» **本文抜粋**:
..........

「種明かし」に対する考え方

マジックでは
「種明かしをしてはいけない」
とされています

これはあまりにも当たり前すぎる大前提です
しかし実際は、この「種明かし」にまつわる数々の問題が業界内で巻き起こることも事実です

そこで
この「種明かし」について
あらためて考えていきたいと思います

さて、そもそもなぜ
「種明かしをしてはいけない」
のでしょう?

これを端的に無矛盾で答えられるマジシャンは意外と少ないようです
しかし、私はこう考えています

「そういうルールだから」

なんとも身も蓋もない答えですw

ただ、実際は本当にこの1つでで全て説明できてしまいます

例えば
「なぜボクシングでは蹴ったり投げたりしてはいけないのか?」
答えは
「そういうルールだから」
です
それ以上でも以下でもありません
別に蹴ったところで法律に反するわけでも、倫理に反するわけでもありません
空手ならば蹴っても良いのですし
柔道ならば投げても良いのです
「ボクシングだから」ダメなだけです

同様に
マジックは
「種明かしで興味を惹く芸ではない」
からダメなのです

マジックは「魔法を見せる芸」です
種明かしは魔法を感じさせないからダメなのです
それ以上でも以下でもありません

マジシャンがマジックを名乗り
マジックではないものを見せてはダメに決まっています

だからマジシャンは種明かしをするべきではないのです

・・・・・

そもそも
なぜ「種明かし」をするのでしょうか?

正直「種明かし」は楽しいのですw
人にものを教えて
「へー!なるほど!」
と感心されることは、とても気分が良いものです

逆に教わる方も
新しい知識に触れることは
知的好奇心が満たされますし
やり方を知って自分でもできるようになれば
達成感的な喜びを得られます

これは別のジャンルが証明しています

要するにこれってパズルですよね?
パズルを出題して
考えて
自分で解ければ嬉しいし
答えを教えてもらっても楽しいです

でも、ここで考えます
パズルの出題者を
パズリシャンと呼びますか?

..........

» **提供データ**:
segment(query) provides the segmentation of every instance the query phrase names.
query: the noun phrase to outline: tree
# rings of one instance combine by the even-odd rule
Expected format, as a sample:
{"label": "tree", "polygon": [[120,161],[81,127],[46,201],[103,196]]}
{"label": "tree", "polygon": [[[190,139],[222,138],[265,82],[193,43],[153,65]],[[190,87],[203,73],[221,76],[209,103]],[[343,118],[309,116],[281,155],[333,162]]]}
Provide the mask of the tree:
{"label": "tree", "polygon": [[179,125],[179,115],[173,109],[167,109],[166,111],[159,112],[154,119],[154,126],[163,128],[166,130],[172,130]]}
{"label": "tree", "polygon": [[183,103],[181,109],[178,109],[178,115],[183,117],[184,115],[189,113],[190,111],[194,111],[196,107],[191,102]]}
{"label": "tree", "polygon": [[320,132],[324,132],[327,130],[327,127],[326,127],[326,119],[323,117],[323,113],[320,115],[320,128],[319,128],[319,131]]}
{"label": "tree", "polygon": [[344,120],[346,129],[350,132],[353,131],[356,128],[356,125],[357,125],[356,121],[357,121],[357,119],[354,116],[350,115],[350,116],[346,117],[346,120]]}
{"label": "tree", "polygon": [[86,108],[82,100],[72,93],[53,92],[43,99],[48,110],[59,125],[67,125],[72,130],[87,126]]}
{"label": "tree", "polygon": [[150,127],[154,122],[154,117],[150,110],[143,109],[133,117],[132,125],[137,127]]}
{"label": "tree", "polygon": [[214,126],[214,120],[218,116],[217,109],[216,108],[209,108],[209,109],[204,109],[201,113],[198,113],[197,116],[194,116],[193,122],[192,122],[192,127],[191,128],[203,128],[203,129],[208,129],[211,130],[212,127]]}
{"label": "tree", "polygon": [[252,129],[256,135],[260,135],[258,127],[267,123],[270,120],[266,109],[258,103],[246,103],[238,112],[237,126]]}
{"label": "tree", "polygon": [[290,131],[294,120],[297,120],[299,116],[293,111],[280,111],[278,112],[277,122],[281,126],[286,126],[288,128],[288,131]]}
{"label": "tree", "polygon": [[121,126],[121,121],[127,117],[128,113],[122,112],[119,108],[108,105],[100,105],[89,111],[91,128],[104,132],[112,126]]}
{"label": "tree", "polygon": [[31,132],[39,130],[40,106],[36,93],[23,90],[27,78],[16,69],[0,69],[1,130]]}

..........

» **課題**:
種明かしについての本文抜粋を読んで、次の問いに答えなさい。
1. 「なぜ種明かしをしてはいけないのか」という問いに、筆者はどう答えているか。
2. 筆者は、マジックを何を見せる芸だと述べているか。
3. 空手と柔道では、それぞれ何をしても良いとされているか。
上の記録を使わなくても解くことができます。

» **解答**:
1. 「そういうルールだから」と答えている。
2. 魔法を見せる芸だと述べている。
3. 空手では蹴っても良く、柔道では投げても良い。